• [WHAT THE TASK REQUIRES]
Reproduce the data below verbatim, starting at the line that contains "entry: cockpit canopy" and stopping after the line that contains "Trace every instance of the cockpit".

Segmentation annotation records:
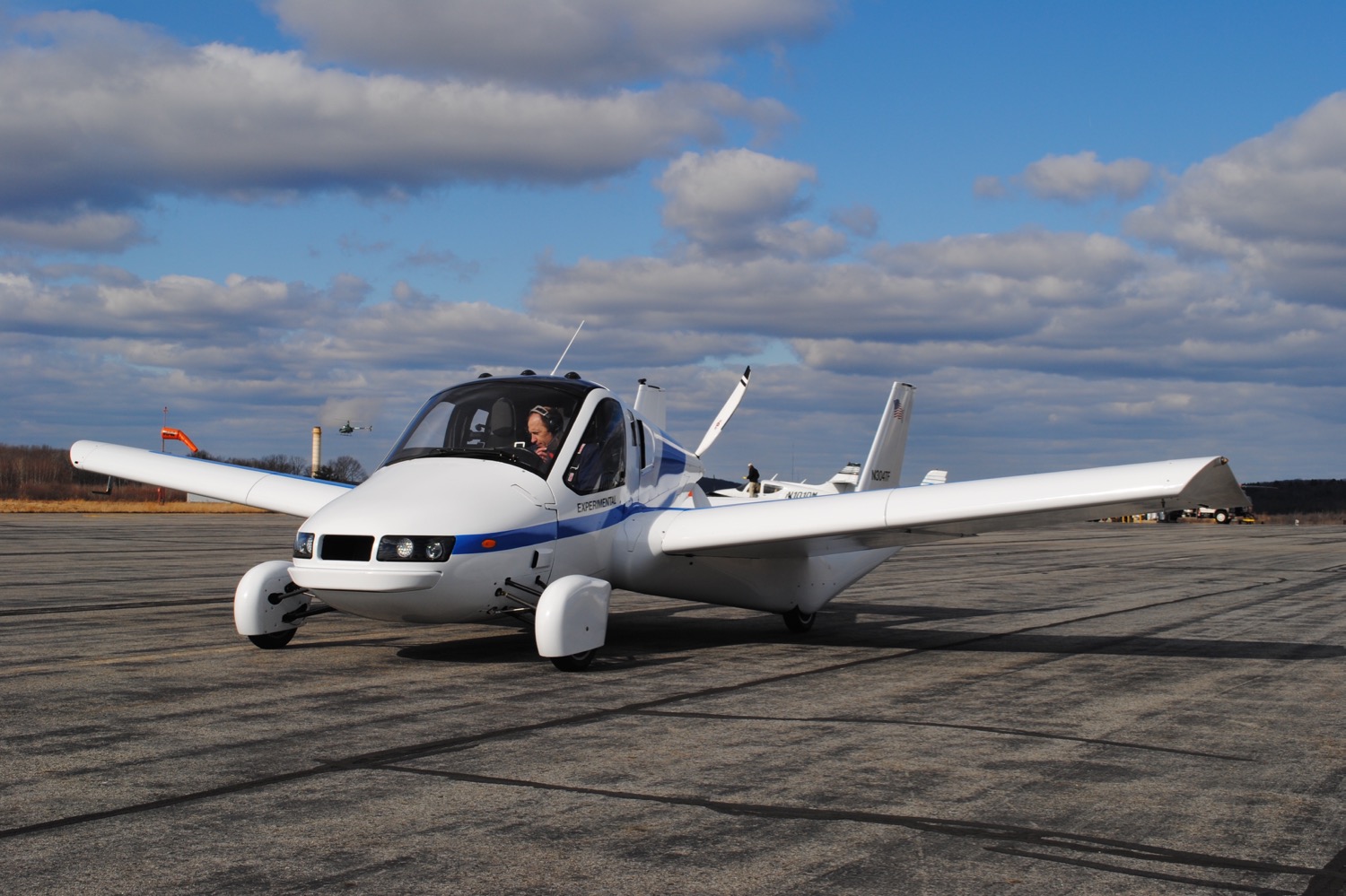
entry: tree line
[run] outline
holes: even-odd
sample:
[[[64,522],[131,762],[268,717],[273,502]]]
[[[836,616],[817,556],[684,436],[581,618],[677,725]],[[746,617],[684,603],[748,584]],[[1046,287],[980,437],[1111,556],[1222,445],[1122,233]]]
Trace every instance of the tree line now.
[[[267,457],[215,457],[205,451],[191,455],[240,467],[307,476],[310,464],[303,457],[269,455]],[[318,468],[318,479],[358,484],[365,480],[365,467],[343,455]],[[0,445],[0,499],[70,500],[105,492],[108,476],[78,470],[65,448],[50,445]],[[125,480],[113,480],[110,498],[153,500],[157,490]]]

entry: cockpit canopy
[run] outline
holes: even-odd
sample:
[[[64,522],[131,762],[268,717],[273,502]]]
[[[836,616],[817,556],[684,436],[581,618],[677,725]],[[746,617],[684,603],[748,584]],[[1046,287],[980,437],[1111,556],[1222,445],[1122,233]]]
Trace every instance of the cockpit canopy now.
[[[481,457],[502,460],[540,476],[551,472],[584,397],[595,383],[564,377],[486,377],[446,389],[425,402],[384,465],[415,457]],[[537,413],[551,433],[537,444]]]

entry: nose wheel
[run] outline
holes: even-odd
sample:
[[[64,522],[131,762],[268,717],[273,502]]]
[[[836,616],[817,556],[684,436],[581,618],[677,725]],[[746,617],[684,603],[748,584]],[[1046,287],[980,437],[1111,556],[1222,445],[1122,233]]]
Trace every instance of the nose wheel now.
[[[802,635],[804,632],[813,628],[813,622],[818,618],[817,613],[801,613],[798,607],[791,607],[781,613],[785,619],[785,627],[793,631],[795,635]]]
[[[262,650],[280,650],[289,643],[289,639],[295,636],[297,628],[285,628],[284,631],[271,631],[265,635],[248,635],[248,640],[257,644]]]
[[[569,657],[552,657],[552,665],[561,671],[584,671],[594,662],[594,655],[598,648],[586,650],[581,654],[571,654]]]

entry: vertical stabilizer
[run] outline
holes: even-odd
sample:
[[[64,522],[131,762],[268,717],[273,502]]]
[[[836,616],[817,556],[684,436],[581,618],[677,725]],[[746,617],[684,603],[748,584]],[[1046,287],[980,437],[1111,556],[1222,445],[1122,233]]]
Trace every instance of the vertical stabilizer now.
[[[631,405],[635,413],[645,417],[645,421],[656,429],[668,428],[668,412],[664,408],[664,390],[658,386],[641,381],[635,389],[635,404]]]
[[[892,383],[888,401],[883,406],[879,429],[874,433],[870,456],[860,468],[860,482],[856,491],[875,488],[896,488],[902,472],[902,455],[907,449],[907,426],[911,425],[911,398],[915,386],[905,382]]]

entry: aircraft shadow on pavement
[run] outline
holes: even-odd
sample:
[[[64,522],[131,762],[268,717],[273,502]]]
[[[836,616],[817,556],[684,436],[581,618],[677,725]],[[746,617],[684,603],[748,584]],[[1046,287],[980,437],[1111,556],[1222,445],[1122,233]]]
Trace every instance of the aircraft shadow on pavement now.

• [WRITTEN SOLUTION]
entry: cockpit canopy
[run] outline
holes: even-odd
sample:
[[[64,522],[131,762],[268,717],[273,502]]]
[[[836,616],[817,556],[684,436],[581,618],[677,725]],[[746,617],[684,603],[748,584]],[[1046,287],[980,437],[1111,556],[1222,445],[1122,233]]]
Trace every instance of the cockpit canopy now.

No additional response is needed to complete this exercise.